▸ Aim of the task
In the response, each entry below should appear again exactly as given.

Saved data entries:
---
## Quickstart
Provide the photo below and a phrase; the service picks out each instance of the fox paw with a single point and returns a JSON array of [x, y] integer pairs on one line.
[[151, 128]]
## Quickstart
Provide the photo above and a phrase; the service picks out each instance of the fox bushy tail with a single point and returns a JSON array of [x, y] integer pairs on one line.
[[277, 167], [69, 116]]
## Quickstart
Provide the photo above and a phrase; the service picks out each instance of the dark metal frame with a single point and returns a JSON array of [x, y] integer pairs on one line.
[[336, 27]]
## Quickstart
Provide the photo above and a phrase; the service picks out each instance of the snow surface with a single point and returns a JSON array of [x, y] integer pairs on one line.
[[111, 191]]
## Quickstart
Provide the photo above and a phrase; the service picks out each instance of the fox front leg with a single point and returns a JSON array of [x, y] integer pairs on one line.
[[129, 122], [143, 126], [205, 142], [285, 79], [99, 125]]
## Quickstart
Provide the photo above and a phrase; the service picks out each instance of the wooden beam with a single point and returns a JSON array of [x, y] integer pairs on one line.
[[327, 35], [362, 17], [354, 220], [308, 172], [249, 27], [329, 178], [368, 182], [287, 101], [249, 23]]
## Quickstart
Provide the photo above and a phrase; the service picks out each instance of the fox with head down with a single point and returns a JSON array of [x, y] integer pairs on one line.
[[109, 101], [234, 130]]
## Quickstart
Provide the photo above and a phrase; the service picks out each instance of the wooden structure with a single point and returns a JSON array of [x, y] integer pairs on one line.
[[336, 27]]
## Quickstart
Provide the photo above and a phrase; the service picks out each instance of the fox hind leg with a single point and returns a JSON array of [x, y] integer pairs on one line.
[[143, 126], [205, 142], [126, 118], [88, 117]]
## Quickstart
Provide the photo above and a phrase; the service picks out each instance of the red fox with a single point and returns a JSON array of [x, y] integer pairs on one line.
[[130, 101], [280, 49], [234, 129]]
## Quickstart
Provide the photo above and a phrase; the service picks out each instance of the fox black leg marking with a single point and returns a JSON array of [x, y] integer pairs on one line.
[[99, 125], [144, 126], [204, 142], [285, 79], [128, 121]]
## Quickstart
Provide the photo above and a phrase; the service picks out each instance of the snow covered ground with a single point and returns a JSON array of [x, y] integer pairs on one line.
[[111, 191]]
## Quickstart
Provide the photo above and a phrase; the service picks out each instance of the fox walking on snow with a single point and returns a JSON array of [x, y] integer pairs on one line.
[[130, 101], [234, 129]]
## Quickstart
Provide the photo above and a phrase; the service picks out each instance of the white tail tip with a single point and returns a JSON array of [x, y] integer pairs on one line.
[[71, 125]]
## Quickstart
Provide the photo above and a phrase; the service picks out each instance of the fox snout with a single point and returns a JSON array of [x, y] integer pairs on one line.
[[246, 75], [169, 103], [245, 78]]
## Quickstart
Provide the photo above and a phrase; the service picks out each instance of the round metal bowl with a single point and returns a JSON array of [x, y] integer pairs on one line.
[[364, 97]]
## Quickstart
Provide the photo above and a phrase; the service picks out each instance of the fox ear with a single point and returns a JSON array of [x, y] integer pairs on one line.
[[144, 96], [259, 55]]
---
▸ Solution to the exercise
## Quickstart
Provide the photo below and a phrase; the service picks out each instance of the fox paw with a single point and returns a JSON array of [x, y] integer pairs on one line.
[[151, 128]]
## Quickstart
Provide the photo above and a phrase; the service picks out each instance of the fox bushy tail with a single point and returns a JSON array of [x, y] integer pairs on one line.
[[277, 167], [69, 116]]
## Quickstart
Provide the photo above and a phrase; the service picks out each instance of the dark metal frame with a single point and returns a JSON array of [x, y] integer pairs on one line.
[[336, 27]]
## Quickstart
Provide the photo above and a phrase; the service picks out each instance of the snow surface with a single point and returns a JSON array of [x, y] integer pairs on one line.
[[111, 191]]
## Quickstart
Provide the photo above and a phrase; the service picks out each instance of the fox front leg with a single point and returns a JSON array of [x, y] integer pairs on one line.
[[129, 122], [143, 126], [205, 142], [285, 79], [99, 125]]
## Quickstart
Provide the photo above and a phrase; the service picks out each instance of the wooden beam with a single point and returns a JSON array of [x, y] integer pairs on one line.
[[327, 35], [362, 17], [354, 220], [308, 172], [249, 27], [329, 178], [368, 182], [287, 101], [249, 23]]
## Quickstart
Provide the photo above and a phrase; the service picks out each instance of the fox with head down with a single point and returns a JSON array of [x, y] integer pairs on one line.
[[109, 101], [234, 130]]
## Quickstart
Provide the photo above and a phrase; the service picks out each instance of the wooden structure with a single point and returns a JSON array of [x, y] integer pairs on one line.
[[336, 27]]
## Quickstart
Provide the photo above and a phrase; the service picks out each instance of the fox hind leg with a single point and returns a JSON array of [x, y] integer pairs on one line.
[[143, 126], [205, 142], [126, 118], [88, 117]]
## Quickstart
Provide the photo above and a phrase; the service picks out each instance of the red fox with a single point and returns a JSON array of [x, y] integer pairs on one line.
[[130, 101], [280, 49], [234, 129]]
## Quickstart
Provide the photo above and a phrase; the service picks out each instance of the fox black leg marking with a single point and returns a JSON array of [x, y] integer pairs on one line.
[[99, 125], [144, 126], [204, 142], [285, 79], [128, 121]]
## Quickstart
Provide the photo above and a phrase; the service picks out each instance of the snow covered ground with a single point and returns a JSON array of [x, y] integer pairs on one line.
[[111, 191]]
## Quickstart
Provide the photo above and a phrase; the service picks out each instance of the fox walking on snow with a single point and returns a JSON array of [x, y] integer pairs on one line.
[[130, 101], [234, 129]]
## Quickstart
Provide the photo above and a phrase; the service picks out each instance of the white tail tip with a single point and returns a JSON array of [x, y] integer pairs on one line.
[[71, 125]]
## Quickstart
Provide the photo above and a phrase; the service picks out each instance of the fox snout with a single point and returns a JSON array of [x, y] integer pairs on one line.
[[246, 75], [169, 103], [245, 78]]
## Quickstart
Provide the photo above and a phrase; the service picks out each instance of the round metal bowl with a single point and returns a JSON array of [x, y] integer pairs on one line.
[[364, 97]]
## Quickstart
Provide the photo above and a phrase; the service picks out each instance of the fox ear with a single point and returns a JSON array of [x, y] integer pairs on one line.
[[144, 96], [259, 55]]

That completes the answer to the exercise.